**** Texto fornecido ****
Na madrugada daquele domingo para segunda-feira, 5 de agosto, a data de sua morte foi alterada para 4 de agosto de 2024 no verbete sobre sua trajetória na Wikipédia – a mudança foi feita por um usuário cuja identidade é desconhecida. Entretanto, horas depois, a data voltou a ser 25 de fevereiro de 2003, como constava antes, equivocadamente.
A reportagem tentou contato com familiares de Huber Junior nos meses seguintes à sua morte, mas não houve retorno.
Vida discreta em chácara
Apesar de notificação da Justiça do Trabalho em 2023 ainda indicar que Gilberto Huber se “encontra em local incerto e não sabido para tomar ciência do despacho proferido nos autos”, o Intercept conseguiu encontrar o local onde ele viveu nestes 20 anos como foragido.
O seu refúgio era Biritiba Mirim, cidade de 30 mil habitantes no interior de São Paulo. Mais precisamente, a Chácara Santa Fé, situada no início da Serra do Mar. A confirmação da localização da residência consta no atestado de óbito de Huber Junior.
Estivemos na região em novembro. Moradores, que preferiram não se identificar, contaram que a propriedade onde Huber Junior vivia era grande, mas foi dividida e vendida ao longo dos anos. Um ex-vizinho afirmou que ele possuía bens, incluindo “carrões”.
****
- Tarefa curta a
Identifique cada linha das entradas em que aparece a palavra "white" e copie essas linhas.
As entradas não têm relação com o texto fornecido.
**** Entradas listadas ****
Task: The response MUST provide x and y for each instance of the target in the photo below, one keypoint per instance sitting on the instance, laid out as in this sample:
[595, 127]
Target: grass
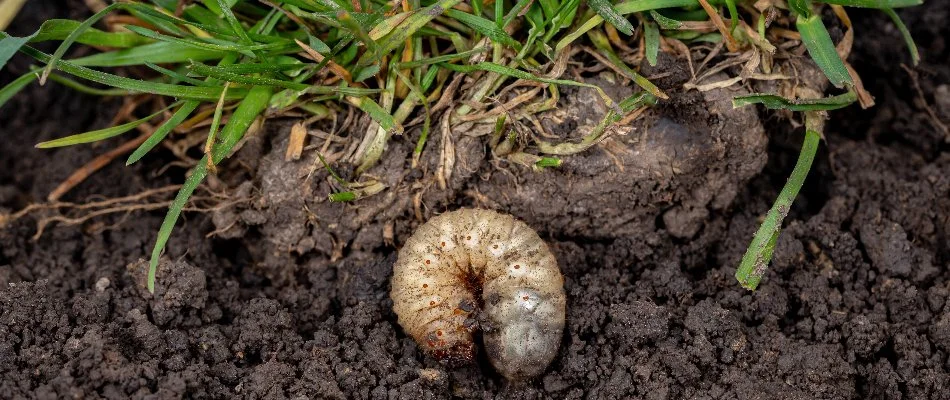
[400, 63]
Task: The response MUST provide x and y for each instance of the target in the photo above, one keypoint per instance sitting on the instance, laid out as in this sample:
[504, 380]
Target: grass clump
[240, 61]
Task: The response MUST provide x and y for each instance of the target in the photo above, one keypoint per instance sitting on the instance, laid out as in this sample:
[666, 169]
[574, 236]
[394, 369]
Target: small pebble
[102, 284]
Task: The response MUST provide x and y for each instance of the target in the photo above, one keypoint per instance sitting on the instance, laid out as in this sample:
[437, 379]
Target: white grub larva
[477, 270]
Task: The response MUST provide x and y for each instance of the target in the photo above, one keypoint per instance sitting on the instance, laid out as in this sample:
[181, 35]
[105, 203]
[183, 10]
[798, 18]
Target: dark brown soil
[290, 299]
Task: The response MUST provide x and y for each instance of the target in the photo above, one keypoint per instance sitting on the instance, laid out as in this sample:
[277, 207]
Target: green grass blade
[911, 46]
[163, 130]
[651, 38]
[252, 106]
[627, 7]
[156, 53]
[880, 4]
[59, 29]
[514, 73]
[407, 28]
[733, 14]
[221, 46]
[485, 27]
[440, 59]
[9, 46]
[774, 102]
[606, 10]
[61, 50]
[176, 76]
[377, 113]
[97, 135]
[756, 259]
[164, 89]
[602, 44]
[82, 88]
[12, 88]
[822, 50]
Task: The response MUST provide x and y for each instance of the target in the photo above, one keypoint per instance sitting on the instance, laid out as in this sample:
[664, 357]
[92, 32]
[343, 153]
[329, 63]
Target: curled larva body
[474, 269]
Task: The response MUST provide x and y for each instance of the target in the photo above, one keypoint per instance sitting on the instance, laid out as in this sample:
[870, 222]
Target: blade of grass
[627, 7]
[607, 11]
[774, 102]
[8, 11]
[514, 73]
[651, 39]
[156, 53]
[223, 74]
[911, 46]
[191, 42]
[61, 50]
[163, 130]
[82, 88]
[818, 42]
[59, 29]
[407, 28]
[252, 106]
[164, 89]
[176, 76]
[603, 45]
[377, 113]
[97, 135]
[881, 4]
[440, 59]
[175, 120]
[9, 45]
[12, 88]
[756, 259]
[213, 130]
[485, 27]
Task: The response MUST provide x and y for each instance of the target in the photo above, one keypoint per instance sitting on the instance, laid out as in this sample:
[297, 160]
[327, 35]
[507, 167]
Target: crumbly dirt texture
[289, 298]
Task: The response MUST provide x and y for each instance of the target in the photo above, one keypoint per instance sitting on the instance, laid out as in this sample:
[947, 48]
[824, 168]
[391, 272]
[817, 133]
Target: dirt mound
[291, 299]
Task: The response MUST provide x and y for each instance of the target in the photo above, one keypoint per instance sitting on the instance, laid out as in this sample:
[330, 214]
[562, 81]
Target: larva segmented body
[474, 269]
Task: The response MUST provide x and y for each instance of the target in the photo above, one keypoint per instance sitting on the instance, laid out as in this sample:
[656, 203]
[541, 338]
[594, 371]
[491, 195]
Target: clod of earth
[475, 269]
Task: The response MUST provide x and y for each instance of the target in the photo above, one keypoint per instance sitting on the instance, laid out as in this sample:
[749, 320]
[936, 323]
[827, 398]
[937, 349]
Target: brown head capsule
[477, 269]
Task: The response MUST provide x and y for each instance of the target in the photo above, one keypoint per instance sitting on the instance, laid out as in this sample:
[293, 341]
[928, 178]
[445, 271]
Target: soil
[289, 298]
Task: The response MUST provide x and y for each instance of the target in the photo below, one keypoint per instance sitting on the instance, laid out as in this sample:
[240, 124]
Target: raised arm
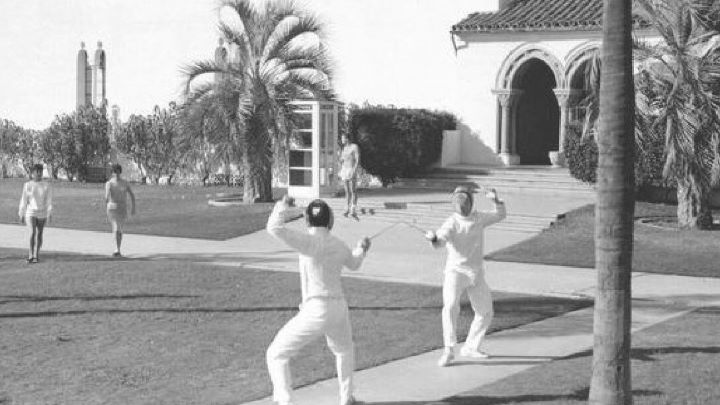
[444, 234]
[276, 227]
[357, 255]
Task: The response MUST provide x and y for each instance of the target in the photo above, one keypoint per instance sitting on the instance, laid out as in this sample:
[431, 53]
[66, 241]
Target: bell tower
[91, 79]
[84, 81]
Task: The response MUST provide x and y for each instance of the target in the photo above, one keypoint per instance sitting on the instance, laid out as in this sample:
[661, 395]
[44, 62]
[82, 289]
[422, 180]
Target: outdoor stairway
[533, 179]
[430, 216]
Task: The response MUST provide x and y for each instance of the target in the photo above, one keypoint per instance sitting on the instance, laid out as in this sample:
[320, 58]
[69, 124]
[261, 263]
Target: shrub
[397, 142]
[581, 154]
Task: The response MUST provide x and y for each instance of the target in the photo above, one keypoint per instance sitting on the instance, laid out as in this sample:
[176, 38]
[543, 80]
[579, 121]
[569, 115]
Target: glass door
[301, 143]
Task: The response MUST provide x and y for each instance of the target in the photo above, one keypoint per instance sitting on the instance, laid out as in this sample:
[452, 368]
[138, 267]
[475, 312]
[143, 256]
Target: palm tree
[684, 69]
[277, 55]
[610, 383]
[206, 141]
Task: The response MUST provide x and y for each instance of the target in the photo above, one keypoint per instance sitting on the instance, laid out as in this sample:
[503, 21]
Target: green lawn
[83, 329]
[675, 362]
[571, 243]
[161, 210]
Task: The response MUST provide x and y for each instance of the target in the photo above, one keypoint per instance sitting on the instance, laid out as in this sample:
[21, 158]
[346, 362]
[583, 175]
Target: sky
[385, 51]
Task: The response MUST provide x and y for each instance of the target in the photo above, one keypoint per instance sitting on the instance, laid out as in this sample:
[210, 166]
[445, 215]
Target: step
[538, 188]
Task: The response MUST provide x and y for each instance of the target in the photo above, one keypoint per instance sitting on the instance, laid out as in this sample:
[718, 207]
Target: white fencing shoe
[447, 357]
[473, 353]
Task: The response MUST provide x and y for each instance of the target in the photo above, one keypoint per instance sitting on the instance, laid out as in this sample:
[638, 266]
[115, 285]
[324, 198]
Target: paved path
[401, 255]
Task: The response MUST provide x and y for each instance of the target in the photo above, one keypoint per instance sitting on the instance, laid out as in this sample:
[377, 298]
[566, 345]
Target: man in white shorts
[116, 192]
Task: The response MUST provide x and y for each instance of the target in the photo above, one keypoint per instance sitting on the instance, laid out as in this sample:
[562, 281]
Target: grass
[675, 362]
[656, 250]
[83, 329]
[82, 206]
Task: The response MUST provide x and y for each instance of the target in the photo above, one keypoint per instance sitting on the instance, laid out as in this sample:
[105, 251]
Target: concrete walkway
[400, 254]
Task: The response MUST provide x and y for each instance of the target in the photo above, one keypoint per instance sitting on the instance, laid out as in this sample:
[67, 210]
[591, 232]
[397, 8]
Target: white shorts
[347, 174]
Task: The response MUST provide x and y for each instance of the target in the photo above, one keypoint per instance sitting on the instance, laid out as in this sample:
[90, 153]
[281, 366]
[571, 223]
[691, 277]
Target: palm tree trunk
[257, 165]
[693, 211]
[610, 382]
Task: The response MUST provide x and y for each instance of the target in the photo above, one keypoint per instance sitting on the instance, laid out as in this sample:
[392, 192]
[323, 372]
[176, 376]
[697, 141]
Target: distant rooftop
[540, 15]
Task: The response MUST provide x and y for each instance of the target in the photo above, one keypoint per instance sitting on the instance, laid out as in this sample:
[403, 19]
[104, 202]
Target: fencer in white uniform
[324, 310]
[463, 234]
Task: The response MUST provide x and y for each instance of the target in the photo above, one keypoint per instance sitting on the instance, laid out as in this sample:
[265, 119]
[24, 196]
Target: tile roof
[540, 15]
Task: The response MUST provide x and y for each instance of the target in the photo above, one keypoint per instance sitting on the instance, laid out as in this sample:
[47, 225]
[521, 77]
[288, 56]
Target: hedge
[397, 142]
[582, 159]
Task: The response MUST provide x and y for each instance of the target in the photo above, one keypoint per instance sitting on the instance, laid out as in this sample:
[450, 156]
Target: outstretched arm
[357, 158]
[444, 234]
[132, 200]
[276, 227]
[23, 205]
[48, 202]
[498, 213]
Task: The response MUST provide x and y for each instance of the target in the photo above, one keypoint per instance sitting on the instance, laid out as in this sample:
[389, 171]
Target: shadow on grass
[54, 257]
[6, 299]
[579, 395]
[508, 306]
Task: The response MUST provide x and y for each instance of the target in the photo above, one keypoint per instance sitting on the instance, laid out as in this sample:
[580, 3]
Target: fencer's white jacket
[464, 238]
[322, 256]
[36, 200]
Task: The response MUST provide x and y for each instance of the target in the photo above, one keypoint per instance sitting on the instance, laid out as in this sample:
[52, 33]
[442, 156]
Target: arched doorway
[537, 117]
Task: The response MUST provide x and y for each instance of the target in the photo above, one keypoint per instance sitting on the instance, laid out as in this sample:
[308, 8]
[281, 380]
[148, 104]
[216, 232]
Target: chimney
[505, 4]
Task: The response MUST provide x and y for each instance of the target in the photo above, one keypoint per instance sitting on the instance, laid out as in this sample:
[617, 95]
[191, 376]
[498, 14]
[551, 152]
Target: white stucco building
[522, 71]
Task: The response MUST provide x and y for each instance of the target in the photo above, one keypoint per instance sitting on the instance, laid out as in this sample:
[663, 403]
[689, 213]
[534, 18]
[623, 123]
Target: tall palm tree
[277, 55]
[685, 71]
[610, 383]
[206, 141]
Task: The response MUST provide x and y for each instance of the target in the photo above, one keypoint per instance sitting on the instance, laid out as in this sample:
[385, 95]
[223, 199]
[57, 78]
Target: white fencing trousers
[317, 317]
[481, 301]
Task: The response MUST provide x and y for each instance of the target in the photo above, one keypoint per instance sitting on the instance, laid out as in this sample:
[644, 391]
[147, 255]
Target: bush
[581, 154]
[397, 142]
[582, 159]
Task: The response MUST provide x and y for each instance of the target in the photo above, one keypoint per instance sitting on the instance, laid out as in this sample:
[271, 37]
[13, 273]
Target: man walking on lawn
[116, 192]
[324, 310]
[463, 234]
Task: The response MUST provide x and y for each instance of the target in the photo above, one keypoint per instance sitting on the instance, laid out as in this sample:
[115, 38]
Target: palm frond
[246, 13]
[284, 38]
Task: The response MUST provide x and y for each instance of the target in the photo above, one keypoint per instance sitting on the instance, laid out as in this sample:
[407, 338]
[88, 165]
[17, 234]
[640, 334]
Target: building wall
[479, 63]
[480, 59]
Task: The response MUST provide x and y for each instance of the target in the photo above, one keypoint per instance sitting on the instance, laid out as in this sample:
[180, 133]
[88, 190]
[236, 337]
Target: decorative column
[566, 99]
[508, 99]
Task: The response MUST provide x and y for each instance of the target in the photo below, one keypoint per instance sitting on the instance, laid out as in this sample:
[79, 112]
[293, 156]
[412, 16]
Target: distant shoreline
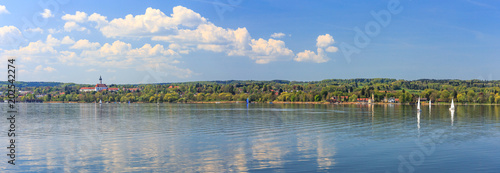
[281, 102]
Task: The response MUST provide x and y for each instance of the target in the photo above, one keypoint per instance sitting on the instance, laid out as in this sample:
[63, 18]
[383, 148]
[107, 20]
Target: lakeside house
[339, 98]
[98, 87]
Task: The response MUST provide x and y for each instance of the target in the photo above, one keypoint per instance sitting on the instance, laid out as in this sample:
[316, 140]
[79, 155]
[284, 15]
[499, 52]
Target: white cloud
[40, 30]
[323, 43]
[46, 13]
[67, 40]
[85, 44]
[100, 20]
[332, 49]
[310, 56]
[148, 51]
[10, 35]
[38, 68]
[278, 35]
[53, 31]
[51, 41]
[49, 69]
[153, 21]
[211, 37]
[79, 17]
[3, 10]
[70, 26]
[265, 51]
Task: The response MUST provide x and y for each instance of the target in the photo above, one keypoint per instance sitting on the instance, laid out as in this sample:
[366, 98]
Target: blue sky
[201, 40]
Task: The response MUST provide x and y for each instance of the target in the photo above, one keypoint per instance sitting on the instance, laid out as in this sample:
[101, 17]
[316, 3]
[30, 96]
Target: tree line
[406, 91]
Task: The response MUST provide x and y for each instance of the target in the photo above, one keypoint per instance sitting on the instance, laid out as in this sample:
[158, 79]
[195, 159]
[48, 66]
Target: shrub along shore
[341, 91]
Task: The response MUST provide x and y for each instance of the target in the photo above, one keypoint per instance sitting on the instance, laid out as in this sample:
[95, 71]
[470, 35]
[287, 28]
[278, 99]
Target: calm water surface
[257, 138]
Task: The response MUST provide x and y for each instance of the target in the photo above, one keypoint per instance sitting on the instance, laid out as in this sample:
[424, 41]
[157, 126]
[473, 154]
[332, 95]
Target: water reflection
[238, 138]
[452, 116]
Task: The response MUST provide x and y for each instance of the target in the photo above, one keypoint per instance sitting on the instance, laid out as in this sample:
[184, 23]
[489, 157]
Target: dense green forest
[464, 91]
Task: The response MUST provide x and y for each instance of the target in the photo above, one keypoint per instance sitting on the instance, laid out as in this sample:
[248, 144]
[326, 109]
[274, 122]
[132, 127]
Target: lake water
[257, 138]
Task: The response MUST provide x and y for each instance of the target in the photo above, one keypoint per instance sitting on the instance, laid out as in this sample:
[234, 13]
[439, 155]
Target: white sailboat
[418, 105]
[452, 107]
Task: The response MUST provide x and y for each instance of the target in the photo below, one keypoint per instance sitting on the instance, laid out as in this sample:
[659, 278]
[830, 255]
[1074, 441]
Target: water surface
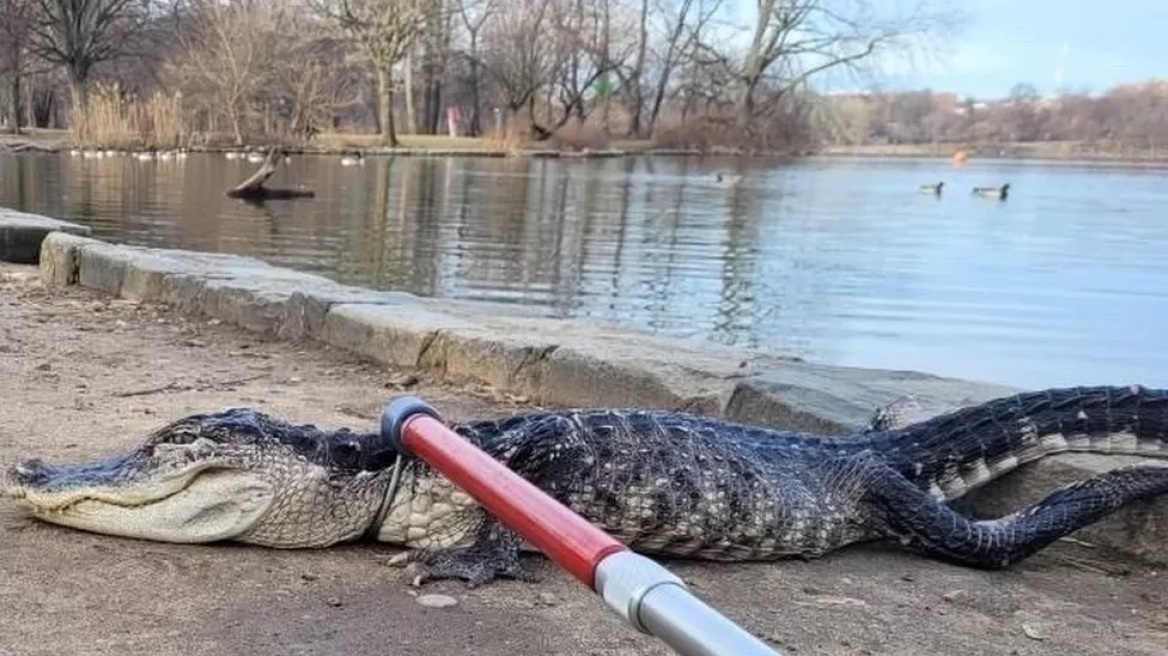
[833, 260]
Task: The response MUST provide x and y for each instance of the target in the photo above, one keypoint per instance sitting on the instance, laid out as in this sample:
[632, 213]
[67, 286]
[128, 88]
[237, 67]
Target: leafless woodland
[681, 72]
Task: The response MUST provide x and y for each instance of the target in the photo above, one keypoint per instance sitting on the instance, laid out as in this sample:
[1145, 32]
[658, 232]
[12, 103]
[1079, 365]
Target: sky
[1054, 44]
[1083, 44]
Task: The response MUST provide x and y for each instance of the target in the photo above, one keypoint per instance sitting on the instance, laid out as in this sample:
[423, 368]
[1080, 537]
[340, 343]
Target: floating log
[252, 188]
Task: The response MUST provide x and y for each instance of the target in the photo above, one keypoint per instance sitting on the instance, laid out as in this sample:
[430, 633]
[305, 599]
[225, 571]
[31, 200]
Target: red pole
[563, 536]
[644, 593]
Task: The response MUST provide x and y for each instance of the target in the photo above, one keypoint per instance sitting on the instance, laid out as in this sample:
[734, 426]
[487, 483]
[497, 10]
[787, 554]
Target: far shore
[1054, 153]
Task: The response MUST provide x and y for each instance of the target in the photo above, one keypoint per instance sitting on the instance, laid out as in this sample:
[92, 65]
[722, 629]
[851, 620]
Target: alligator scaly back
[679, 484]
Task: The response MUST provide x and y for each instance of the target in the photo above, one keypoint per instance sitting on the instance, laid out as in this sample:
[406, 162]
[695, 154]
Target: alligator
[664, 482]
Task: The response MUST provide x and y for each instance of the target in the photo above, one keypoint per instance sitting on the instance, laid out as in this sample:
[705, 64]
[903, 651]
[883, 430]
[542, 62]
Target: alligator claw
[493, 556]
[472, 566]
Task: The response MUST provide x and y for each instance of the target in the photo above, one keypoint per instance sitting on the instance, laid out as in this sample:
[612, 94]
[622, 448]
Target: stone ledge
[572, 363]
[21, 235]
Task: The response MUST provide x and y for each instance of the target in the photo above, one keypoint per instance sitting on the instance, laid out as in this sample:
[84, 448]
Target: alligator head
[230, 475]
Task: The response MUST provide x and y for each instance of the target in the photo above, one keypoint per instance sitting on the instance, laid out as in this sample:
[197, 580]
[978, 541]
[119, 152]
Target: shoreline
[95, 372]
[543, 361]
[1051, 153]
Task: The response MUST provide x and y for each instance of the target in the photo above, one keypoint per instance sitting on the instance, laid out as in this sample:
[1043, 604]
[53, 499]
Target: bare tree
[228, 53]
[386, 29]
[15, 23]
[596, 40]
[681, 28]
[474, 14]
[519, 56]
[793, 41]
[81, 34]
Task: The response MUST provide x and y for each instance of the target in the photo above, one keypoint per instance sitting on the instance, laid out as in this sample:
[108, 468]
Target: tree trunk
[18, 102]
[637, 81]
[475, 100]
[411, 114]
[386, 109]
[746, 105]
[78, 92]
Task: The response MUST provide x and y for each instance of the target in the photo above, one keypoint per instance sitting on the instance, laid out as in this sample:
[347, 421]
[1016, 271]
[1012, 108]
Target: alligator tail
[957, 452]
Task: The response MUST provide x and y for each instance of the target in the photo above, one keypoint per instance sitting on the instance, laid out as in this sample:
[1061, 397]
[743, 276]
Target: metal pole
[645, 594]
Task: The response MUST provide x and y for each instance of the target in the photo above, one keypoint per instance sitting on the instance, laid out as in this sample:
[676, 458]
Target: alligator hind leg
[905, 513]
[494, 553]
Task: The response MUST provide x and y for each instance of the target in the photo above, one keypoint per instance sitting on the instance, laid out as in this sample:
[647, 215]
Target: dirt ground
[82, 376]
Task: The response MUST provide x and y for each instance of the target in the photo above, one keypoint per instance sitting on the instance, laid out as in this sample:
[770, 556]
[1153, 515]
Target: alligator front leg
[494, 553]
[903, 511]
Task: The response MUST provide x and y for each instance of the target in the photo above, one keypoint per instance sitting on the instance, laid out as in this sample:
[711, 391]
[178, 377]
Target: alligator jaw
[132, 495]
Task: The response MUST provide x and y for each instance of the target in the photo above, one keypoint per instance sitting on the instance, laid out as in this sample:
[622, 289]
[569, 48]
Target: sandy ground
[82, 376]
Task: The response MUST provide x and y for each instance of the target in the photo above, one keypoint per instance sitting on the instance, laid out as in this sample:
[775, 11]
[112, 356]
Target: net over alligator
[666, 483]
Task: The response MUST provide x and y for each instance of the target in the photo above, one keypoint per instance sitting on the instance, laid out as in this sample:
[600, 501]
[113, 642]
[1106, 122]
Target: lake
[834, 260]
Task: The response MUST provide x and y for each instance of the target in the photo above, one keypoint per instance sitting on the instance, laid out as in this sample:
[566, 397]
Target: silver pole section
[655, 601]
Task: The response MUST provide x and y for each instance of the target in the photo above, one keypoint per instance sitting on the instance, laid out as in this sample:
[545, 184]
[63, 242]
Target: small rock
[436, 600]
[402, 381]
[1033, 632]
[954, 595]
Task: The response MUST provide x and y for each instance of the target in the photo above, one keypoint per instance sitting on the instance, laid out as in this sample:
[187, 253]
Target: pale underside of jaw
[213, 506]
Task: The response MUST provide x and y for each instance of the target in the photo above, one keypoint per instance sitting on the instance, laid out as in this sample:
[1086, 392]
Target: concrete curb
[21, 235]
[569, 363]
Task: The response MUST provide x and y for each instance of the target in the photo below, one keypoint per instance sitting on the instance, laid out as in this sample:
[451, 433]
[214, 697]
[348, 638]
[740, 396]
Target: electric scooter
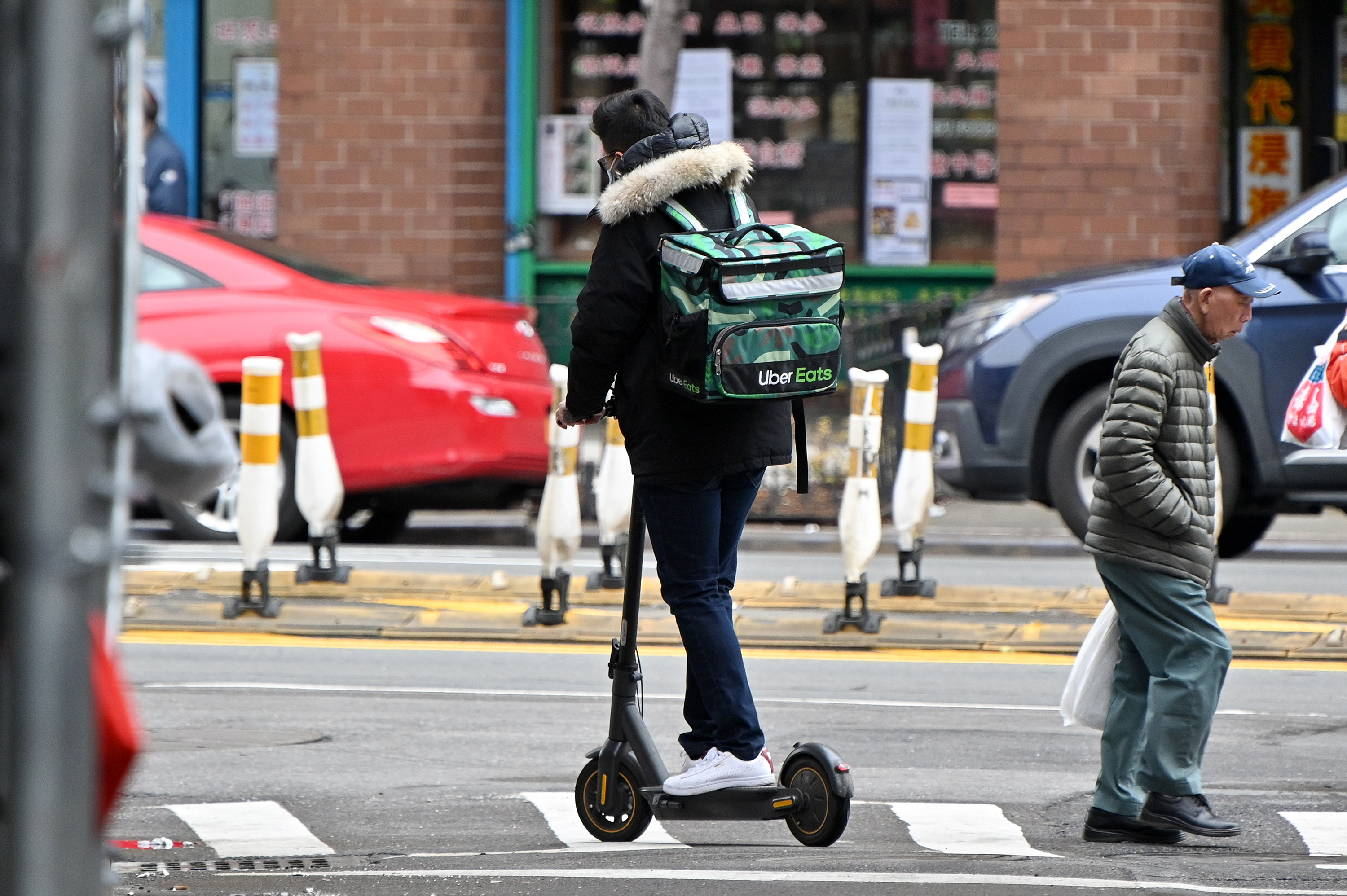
****
- Tarefa curta b
Reproduza, por favor, o trecho do texto fornecido que vai de "O seu refúgio" até "de Huber Junior.", inclusive.

- Resultado da tarefa a
Target: white grub larva
Target: white fencing shoe
Target: man in white shorts
Target: white shorts
Target: fencer in white uniform
Target: fencer's white jacket
Target: white stucco building
Target: white fencing trousers
Target: white cloud
Target: white sailboat

- Resultado da tarefa b
O seu refúgio era Biritiba Mirim, cidade de 30 mil habitantes no interior de São Paulo. Mais precisamente, a Chácara Santa Fé, situada no início da Serra do Mar. A confirmação da localização da residência consta no atestado de óbito de Huber Junior.